§ SOURCE INFORMATION
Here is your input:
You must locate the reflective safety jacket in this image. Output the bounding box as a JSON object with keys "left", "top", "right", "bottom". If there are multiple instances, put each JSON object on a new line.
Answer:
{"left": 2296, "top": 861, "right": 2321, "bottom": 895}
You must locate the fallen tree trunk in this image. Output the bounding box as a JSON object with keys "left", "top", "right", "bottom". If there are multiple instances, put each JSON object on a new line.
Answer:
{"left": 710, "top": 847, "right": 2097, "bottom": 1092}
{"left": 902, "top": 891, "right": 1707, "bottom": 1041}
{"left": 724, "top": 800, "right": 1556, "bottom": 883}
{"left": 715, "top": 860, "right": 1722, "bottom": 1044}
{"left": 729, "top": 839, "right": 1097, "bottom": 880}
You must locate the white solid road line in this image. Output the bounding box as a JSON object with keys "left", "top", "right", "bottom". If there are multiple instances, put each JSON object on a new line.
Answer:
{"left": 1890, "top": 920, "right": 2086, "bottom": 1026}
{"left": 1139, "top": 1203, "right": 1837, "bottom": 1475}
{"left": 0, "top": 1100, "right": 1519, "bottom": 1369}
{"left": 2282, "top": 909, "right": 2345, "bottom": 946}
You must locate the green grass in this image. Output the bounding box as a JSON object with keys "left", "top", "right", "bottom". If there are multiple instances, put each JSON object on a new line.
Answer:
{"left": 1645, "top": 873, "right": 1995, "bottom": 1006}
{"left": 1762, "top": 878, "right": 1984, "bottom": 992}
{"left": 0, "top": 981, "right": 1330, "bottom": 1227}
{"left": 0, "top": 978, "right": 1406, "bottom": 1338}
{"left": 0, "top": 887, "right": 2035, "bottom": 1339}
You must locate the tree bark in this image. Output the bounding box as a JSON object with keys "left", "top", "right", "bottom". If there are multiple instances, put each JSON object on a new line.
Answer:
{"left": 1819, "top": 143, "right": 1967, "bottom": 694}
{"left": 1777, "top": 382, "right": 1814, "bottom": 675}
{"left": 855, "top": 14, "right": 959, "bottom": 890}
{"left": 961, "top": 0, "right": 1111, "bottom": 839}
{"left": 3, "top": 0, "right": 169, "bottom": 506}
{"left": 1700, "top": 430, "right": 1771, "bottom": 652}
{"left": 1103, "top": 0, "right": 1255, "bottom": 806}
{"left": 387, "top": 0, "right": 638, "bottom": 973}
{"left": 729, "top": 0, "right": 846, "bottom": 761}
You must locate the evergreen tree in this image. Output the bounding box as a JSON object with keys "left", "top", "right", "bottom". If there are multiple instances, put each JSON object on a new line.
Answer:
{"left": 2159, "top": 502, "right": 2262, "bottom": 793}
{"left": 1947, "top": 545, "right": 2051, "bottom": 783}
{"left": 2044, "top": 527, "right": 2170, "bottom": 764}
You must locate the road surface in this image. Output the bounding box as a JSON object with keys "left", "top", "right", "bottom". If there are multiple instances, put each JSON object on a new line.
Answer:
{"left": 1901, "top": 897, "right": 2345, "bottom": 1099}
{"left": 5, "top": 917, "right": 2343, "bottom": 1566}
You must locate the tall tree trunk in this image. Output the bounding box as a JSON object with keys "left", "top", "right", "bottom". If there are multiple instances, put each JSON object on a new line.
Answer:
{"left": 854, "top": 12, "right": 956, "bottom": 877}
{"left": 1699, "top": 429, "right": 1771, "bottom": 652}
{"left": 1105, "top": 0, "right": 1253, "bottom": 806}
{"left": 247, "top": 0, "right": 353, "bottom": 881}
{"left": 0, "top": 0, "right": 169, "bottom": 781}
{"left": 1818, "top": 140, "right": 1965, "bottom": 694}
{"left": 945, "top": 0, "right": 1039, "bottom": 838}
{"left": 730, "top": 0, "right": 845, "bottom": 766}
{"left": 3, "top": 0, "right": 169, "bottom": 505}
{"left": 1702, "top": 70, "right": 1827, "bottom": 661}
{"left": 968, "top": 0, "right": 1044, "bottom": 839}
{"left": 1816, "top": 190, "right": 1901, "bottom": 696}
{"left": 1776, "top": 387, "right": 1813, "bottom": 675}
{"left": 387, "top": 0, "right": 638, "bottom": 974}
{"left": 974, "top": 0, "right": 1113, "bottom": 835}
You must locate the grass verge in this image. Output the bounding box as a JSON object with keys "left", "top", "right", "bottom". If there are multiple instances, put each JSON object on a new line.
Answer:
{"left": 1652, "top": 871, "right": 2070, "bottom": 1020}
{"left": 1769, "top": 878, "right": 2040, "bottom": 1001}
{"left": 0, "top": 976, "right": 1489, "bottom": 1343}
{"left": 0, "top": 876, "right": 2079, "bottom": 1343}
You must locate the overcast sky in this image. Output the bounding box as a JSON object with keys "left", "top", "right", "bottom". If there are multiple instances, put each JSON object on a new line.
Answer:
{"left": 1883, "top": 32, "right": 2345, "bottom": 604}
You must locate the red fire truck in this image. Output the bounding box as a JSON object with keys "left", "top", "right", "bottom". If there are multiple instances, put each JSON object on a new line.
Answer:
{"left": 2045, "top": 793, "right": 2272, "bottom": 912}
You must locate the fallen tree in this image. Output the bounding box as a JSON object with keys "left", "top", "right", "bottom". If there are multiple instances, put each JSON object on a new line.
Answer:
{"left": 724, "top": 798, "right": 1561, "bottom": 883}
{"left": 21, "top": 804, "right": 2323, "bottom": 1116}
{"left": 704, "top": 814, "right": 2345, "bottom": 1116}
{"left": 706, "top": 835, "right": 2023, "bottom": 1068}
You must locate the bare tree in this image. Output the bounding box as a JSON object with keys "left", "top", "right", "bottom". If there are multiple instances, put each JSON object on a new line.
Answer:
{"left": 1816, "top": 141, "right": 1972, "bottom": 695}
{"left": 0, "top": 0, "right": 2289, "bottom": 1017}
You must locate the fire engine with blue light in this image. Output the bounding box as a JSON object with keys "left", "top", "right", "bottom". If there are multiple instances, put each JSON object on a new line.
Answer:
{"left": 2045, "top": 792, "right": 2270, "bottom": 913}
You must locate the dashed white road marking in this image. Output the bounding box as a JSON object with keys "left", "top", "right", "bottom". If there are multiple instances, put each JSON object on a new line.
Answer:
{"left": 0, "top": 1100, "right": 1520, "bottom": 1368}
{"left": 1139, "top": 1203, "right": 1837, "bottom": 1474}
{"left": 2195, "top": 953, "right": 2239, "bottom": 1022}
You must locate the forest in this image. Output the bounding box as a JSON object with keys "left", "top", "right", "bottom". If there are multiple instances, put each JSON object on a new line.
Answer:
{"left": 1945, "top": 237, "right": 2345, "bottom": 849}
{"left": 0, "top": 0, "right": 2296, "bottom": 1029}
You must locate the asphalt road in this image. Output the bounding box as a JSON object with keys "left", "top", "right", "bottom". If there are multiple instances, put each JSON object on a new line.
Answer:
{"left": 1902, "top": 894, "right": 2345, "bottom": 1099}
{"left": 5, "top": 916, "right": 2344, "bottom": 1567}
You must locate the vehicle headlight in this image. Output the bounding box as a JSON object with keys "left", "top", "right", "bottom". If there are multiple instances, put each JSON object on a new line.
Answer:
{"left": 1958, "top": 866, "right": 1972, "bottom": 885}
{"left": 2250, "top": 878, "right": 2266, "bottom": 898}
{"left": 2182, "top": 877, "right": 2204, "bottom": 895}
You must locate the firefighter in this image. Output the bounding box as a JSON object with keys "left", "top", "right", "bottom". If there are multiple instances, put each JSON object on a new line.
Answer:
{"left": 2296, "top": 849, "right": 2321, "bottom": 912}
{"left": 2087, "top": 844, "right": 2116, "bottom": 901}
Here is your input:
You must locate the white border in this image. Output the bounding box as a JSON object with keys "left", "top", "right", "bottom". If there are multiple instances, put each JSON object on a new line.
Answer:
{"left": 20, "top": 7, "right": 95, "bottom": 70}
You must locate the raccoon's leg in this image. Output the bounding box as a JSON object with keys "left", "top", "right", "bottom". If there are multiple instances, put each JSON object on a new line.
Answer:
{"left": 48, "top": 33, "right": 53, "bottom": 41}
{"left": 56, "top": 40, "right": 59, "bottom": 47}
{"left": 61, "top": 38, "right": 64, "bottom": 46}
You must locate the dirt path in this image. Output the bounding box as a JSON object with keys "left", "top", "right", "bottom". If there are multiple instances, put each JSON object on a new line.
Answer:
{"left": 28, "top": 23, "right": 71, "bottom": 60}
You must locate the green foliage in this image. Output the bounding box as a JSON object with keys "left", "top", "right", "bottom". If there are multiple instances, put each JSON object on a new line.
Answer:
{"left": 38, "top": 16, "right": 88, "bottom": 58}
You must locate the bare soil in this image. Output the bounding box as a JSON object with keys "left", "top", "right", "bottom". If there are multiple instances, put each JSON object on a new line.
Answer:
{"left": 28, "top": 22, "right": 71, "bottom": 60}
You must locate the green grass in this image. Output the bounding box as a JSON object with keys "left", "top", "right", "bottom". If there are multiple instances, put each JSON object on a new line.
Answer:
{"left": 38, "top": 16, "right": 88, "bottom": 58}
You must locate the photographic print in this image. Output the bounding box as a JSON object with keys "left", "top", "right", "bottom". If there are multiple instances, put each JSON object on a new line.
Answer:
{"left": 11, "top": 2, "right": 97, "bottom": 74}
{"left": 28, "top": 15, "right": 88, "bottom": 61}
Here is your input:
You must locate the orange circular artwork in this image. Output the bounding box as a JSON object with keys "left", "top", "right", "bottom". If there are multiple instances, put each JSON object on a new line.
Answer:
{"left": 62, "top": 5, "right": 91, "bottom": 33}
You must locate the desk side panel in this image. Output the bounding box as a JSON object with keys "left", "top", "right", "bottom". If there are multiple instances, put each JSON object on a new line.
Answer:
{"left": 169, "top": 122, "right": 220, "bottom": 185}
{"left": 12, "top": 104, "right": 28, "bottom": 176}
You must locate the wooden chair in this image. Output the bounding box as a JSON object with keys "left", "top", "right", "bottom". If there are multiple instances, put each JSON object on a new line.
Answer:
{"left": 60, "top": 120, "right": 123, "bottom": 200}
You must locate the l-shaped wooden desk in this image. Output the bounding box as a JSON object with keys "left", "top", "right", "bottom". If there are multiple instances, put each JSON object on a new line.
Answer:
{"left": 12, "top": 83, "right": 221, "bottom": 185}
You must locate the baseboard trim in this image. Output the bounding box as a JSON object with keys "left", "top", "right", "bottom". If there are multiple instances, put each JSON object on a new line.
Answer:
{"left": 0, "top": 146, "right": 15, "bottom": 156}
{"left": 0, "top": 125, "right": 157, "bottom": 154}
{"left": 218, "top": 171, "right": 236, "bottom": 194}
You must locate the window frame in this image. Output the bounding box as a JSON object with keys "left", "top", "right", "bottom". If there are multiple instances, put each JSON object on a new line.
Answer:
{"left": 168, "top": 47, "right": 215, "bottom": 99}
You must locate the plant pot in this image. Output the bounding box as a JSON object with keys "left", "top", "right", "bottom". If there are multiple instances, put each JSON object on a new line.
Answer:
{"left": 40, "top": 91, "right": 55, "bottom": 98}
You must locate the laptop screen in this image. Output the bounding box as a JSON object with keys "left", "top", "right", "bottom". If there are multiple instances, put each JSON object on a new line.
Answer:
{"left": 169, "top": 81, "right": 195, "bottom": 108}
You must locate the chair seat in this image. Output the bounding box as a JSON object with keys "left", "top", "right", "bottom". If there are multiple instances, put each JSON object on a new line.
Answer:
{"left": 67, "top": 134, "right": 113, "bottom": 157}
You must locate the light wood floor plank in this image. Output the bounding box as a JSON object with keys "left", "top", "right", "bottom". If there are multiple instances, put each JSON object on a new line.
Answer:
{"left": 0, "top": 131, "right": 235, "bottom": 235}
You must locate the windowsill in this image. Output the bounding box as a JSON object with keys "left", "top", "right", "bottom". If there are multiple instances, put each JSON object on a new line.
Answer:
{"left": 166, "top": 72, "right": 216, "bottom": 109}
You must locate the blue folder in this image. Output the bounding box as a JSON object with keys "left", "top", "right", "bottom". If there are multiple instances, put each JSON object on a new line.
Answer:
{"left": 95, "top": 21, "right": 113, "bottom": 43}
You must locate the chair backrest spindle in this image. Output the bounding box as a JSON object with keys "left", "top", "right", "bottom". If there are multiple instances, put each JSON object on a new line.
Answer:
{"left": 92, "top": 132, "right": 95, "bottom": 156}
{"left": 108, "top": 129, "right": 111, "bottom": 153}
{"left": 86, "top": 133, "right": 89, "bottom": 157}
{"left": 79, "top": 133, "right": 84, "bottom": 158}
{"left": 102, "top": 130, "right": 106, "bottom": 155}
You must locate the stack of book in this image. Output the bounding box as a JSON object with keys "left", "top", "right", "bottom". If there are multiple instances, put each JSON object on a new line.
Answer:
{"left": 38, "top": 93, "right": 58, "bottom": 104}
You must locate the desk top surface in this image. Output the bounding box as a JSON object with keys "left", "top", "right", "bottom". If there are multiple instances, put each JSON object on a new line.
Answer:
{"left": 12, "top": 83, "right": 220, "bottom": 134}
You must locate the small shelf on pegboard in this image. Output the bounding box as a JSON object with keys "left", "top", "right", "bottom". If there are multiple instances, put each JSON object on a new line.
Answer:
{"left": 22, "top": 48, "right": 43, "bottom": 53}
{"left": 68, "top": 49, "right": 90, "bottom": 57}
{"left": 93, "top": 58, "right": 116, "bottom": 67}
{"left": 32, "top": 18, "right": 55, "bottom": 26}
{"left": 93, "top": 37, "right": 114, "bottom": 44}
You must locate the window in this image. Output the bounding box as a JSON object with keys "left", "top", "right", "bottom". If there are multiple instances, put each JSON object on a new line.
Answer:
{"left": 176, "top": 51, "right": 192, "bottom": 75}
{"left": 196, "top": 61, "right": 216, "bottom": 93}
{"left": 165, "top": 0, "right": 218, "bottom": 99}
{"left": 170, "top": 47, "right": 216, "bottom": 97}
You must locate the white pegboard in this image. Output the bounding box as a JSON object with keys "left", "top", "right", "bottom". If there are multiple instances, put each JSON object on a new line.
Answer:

§ WHAT IS REQUIRED
Find the line with "You must locate the stack" in the material above. Reproduce it and each line after it up to and including the line with "You must locate the desk top".

§ OUTPUT FOR THIS EXERCISE
You must locate the stack of book in this image. Output the bounding box as a JSON object with keys "left", "top", "right", "bottom". If there are multiple instances, put each JSON object on a new line.
Answer:
{"left": 38, "top": 93, "right": 58, "bottom": 104}
You must locate the desk top surface in this image. Output the bounding box as a JSON object with keys "left", "top", "right", "bottom". If there are multiple instances, put each JSON object on a new line.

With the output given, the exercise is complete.